Bob Denver starred as the bumbling crewman Gilligan, whose efforts to escape were usually thwarted by his own ineptness, and Alan Hale Jr played the long-suffering skipper, Jonas Grumby. The castaways used natural resources such as bamboo to make huts, tables and chairs but seemed unable to construct a raft that would carry them to freedom. Critics also scoffed at visitors arriving on the island and leaving without providing help.
But the world that Schwartz created won over viewers, who were lured into it each week with a theme song that he co-wrote himself with George Wyle, The Ballad of Gilligan's Isle, introducing the characters and their predicament. By the time the programme was axed in 1967 there had been no escape or rescue.
It retained enough interest to spawn two animated series, The New Adventures of Gilligan (1974-77) and Gilligan's Planet (1982-83), as well as three television films, Rescue from Gilligan's Island (1979), The Castaways on Gilligan's Island (1979) and The Harlem Globetrotters on Gilligan's Island (1981). Schwartz also devised a stage show, Gilligan's Island: The Musical, which has toured the US since 1992.
———
# [SHORT PROBLEM 1]
Print the portion of the Gilligan's Island passage that begins with the words containing "Bob Denver starred" and ends with "without providing help.".
# [SHORT PROBLEM 2]
According to the Gilligan's Island passage, who co-wrote the theme song with Schwartz?
# [SHORT PROBLEM 3]
Pick up the Gilligan's Island passage after its final sentence and keep writing.
The records have no connection to the Gilligan's Island passage.

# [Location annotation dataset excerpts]
———
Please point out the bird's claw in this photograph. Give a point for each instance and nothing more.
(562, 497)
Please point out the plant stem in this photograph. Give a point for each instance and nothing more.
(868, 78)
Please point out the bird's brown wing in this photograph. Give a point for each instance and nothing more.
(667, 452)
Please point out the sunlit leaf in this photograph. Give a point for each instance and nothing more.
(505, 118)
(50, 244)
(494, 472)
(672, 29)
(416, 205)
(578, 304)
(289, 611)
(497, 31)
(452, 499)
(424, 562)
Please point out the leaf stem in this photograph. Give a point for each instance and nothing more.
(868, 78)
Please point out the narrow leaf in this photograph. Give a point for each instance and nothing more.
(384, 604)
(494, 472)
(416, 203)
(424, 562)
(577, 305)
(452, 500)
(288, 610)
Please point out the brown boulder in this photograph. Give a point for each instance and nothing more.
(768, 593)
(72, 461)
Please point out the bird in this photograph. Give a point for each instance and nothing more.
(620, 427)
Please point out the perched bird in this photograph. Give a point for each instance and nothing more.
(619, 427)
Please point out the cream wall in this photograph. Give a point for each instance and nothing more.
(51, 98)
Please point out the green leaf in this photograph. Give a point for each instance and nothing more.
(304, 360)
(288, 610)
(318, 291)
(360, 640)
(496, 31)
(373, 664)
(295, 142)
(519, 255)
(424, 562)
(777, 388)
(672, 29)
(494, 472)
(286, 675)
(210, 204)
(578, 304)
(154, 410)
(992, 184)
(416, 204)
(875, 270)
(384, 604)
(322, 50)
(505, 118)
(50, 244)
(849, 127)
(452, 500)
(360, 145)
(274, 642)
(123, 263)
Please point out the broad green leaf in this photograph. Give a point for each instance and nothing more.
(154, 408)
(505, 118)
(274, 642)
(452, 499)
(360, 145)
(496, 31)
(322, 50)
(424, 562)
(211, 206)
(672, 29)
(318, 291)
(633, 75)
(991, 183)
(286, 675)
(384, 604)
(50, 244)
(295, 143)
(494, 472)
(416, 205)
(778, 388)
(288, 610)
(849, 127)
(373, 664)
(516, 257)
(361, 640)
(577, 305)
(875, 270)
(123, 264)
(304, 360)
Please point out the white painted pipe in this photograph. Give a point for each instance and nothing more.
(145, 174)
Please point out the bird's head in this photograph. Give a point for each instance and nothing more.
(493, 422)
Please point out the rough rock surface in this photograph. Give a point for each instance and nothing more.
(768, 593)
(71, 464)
———
# [WRITTEN RESPONSE 1]
Bob Denver starred as the bumbling crewman Gilligan, whose efforts to escape were usually thwarted by his own ineptness, and Alan Hale Jr played the long-suffering skipper, Jonas Grumby. The castaways used natural resources such as bamboo to make huts, tables and chairs but seemed unable to construct a raft that would carry them to freedom. Critics also scoffed at visitors arriving on the island and leaving without providing help.

# [WRITTEN RESPONSE 2]
George Wyle

# [WRITTEN RESPONSE 3]
He had similar, long-running success with The Brady Bunch (1969-74), about two families becoming one after the marriage of Mike Brady (Robert Reed), a widowed architect with three sons, and Carol Martin (Florence Henderson), who had three daughters. Again, Schwartz wrote the theme song, which explained this "blending" – at a time when divorce and re-marriage were topical themes. (He conceived The Brady Bunch after reading a report that 40 per cent of marriages in the US involved children from previous marriages.) Although the sitcom never had sky-high viewing figures, it remained popular – particularly with children returning home from school – when it was repeated on cable channels.
Spin-offs have included the cartoon series The Brady Kids (1972-74),the television film The Brady Girls Get Married (1981), followed by one season of The Brady Brides (1981), another feature-length production, A Very Brady Christmas (1988), and the less successful series The Bradys (1990). Again, there was a stage production, The Real Live Brady Bunch, from 1991.
With the original remaining part of the American psyche, it was parodied in the 1995 film The Brady Bunch Movie, with the characters played by new actors, as well as A Very Brady Sequel (1996) and the television film The Brady Bunch in the White House (2002). All were produced by Schwartz but scripted by others.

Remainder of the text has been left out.